BEGIN SOURCE DATA

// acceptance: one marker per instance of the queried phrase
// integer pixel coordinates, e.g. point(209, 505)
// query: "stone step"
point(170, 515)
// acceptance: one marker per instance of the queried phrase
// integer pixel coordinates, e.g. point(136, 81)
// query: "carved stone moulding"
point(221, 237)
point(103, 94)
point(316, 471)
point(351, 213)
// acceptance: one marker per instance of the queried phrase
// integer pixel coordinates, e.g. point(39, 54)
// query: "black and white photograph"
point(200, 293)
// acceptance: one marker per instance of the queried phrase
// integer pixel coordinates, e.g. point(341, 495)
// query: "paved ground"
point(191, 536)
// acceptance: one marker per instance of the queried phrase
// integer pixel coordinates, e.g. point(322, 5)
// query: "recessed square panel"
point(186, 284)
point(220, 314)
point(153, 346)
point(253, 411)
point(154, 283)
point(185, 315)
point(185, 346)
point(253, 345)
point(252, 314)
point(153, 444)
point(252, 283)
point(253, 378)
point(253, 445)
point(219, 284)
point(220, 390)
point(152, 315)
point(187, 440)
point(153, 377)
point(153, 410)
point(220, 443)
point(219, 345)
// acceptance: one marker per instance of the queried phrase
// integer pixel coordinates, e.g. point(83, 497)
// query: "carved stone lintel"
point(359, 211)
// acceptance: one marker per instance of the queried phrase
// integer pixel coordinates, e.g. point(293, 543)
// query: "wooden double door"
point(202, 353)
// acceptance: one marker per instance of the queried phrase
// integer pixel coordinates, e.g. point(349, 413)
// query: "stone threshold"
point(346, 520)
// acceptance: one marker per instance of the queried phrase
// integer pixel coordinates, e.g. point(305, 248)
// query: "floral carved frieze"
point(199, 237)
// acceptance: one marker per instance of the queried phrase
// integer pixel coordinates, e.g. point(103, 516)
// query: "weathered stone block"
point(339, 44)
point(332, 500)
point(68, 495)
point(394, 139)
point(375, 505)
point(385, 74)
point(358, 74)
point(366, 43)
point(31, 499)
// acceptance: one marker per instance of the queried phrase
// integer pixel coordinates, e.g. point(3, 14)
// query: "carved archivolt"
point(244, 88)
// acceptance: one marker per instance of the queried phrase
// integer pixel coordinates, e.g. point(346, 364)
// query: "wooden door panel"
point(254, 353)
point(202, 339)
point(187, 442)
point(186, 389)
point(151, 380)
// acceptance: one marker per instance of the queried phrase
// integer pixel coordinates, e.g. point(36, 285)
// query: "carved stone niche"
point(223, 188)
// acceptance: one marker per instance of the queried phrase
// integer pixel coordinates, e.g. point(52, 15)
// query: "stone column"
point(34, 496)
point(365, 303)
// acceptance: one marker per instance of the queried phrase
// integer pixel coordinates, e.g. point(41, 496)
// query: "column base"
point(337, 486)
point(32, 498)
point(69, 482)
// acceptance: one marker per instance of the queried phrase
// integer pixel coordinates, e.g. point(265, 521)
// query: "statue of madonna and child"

END SOURCE DATA

## EXERCISE
Repeat the records above in full, character for character.

## EXERCISE RESPONSE
// acceptance: one marker per instance of the queried phrase
// integer pixel coordinates, e.g. point(209, 505)
// query: "stone step"
point(170, 515)
// acceptance: one marker per instance of the queried phrase
// integer pixel coordinates, e.g. point(136, 81)
// query: "carved stone moulding"
point(221, 237)
point(103, 94)
point(316, 471)
point(351, 213)
// acceptance: one marker per instance of the queried phrase
// integer pixel coordinates, e.g. point(39, 54)
// query: "black and white photograph"
point(200, 293)
// acceptance: one marker per instance of the queried phrase
// integer pixel coordinates, e.g. point(341, 495)
// query: "paved ground"
point(191, 536)
// acceptance: one marker per instance of the queried phrase
// integer pixel coordinates, e.g. point(322, 5)
// query: "recessed square panel"
point(186, 284)
point(220, 314)
point(153, 346)
point(253, 411)
point(154, 283)
point(185, 315)
point(185, 346)
point(253, 345)
point(252, 314)
point(153, 444)
point(252, 283)
point(253, 378)
point(253, 445)
point(219, 284)
point(220, 390)
point(152, 315)
point(187, 440)
point(153, 377)
point(153, 410)
point(220, 443)
point(219, 345)
// acceptance: one marker per instance of the queried phrase
// integer pixel coordinates, e.g. point(83, 497)
// query: "carved stone lintel"
point(359, 211)
// acceptance: one marker per instance of the queried phrase
// integer pixel coordinates, e.g. point(293, 543)
// query: "wooden double door"
point(202, 353)
// acceptance: one marker per instance of the queried phrase
// integer pixel coordinates, e.g. point(349, 413)
// query: "stone threshold"
point(346, 520)
// acceptance: one marker per instance of the queried phrase
// integer pixel coordinates, e.g. point(305, 248)
// query: "floral carved frieze"
point(199, 237)
// acceptance: one marker per instance of the queried phrase
// integer pixel coordinates, e.g. point(103, 516)
// query: "weathered stone block"
point(339, 44)
point(332, 500)
point(68, 495)
point(394, 139)
point(375, 505)
point(385, 74)
point(358, 74)
point(366, 43)
point(31, 499)
// acceptance: one marker per instance of the queried phrase
// integer pixel coordinates, e.g. point(3, 14)
// query: "carved archivolt"
point(244, 88)
// acceptance: one marker per instance of the queried phrase
// integer pixel coordinates, e.g. point(346, 364)
// query: "wooden door panel"
point(254, 353)
point(202, 339)
point(187, 442)
point(186, 389)
point(151, 380)
// acceptance: one marker per instance of the queried phrase
// integer pixel coordinates, e.g. point(36, 285)
// query: "carved stone niche"
point(223, 188)
// acceptance: one marker per instance of the queried phrase
// integer pixel coordinates, e.g. point(52, 15)
// query: "stone column"
point(34, 496)
point(365, 303)
// acceptance: one marker per instance of the queried phrase
// integer pixel coordinates, e.g. point(41, 496)
// query: "column base"
point(337, 486)
point(32, 498)
point(69, 482)
// acceptance: one marker per instance of the queried phrase
// integer pixel coordinates, e.g. point(265, 521)
// query: "statue of madonna and child"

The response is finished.